* _Challenge_
State how many lines in the items below contain the word "metal". Reply with the number alone.

⁂

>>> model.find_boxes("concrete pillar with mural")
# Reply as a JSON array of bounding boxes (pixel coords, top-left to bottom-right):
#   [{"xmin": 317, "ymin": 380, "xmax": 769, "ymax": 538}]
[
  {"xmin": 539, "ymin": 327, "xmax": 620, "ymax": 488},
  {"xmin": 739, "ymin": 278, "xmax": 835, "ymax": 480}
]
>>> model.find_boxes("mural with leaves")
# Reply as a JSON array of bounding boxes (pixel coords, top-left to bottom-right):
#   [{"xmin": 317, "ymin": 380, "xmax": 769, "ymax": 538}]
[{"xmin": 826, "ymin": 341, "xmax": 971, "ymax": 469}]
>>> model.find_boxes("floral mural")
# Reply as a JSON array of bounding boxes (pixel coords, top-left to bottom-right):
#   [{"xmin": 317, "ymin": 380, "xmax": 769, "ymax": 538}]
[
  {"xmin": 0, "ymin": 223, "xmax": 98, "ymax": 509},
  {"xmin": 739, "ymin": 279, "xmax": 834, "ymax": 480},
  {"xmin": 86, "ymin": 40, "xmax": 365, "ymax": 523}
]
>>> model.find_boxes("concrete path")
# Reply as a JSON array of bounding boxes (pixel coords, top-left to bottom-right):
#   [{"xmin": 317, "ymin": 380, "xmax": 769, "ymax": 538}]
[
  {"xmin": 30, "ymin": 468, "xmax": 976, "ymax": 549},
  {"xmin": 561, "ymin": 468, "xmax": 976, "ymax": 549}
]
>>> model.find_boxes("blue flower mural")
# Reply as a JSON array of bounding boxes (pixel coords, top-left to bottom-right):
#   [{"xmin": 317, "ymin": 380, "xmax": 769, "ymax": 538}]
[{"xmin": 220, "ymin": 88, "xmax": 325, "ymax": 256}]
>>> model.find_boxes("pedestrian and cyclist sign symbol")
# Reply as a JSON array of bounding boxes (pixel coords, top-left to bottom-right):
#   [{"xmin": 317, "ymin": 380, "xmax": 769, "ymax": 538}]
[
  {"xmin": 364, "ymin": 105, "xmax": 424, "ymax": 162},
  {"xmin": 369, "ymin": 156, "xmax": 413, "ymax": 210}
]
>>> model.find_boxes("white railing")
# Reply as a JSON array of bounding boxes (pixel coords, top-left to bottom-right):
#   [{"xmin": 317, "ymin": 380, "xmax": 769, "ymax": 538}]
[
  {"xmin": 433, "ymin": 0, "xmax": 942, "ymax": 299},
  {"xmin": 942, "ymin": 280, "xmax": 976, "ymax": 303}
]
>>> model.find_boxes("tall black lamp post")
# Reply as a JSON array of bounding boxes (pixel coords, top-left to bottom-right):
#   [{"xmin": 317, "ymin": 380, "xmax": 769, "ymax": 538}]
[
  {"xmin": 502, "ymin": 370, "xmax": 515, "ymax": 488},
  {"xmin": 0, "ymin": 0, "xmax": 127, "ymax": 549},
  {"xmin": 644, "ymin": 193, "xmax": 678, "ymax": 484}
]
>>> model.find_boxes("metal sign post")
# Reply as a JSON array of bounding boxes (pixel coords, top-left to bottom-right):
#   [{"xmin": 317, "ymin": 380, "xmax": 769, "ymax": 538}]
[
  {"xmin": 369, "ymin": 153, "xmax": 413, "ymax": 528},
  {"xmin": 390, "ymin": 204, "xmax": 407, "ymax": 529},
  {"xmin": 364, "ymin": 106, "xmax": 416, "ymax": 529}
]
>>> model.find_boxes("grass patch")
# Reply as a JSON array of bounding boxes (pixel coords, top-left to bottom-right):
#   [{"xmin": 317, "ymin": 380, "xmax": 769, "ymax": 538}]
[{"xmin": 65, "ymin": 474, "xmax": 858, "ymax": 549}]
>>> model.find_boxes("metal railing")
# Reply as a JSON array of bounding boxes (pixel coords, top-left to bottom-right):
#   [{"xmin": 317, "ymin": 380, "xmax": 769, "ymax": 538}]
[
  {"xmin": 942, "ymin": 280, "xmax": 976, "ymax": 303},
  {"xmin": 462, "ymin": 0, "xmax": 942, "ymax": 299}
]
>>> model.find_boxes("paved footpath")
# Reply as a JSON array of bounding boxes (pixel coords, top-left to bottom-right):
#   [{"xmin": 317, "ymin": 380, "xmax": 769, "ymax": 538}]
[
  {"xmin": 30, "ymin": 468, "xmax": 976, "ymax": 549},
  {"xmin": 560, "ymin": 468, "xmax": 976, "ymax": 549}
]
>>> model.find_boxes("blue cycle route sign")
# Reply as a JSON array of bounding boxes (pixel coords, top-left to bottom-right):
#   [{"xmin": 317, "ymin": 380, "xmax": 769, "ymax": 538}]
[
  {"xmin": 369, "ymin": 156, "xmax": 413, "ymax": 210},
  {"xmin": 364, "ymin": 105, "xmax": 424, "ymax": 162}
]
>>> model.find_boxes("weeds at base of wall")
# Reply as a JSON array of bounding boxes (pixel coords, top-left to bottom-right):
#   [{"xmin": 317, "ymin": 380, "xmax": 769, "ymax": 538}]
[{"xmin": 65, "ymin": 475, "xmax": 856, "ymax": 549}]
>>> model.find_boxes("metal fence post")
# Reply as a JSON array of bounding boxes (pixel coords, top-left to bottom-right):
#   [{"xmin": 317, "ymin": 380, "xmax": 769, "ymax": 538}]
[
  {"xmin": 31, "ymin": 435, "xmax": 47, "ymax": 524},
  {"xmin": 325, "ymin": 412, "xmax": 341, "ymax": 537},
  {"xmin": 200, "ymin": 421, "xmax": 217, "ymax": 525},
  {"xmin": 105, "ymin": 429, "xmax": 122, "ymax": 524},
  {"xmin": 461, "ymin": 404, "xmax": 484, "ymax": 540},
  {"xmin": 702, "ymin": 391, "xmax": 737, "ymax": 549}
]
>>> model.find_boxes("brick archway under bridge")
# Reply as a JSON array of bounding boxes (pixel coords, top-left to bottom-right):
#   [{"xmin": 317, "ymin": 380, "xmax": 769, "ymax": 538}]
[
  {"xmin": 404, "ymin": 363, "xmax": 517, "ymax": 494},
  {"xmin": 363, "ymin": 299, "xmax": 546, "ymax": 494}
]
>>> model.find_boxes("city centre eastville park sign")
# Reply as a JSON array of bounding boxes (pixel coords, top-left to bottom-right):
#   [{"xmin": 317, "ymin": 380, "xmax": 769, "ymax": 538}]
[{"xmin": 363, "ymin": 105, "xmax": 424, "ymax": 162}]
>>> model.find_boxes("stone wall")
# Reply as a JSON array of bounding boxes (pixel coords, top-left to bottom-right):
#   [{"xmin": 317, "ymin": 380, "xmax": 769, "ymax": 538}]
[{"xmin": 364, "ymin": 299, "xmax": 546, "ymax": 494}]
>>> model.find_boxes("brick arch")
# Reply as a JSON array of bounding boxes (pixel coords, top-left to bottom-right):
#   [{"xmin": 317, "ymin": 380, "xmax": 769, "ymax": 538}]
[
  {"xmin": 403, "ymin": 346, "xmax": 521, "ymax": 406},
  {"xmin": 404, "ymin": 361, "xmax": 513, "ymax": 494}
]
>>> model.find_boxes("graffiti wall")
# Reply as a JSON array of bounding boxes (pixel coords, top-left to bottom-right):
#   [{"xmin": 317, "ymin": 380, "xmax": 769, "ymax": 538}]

⁂

* _Finished task_
3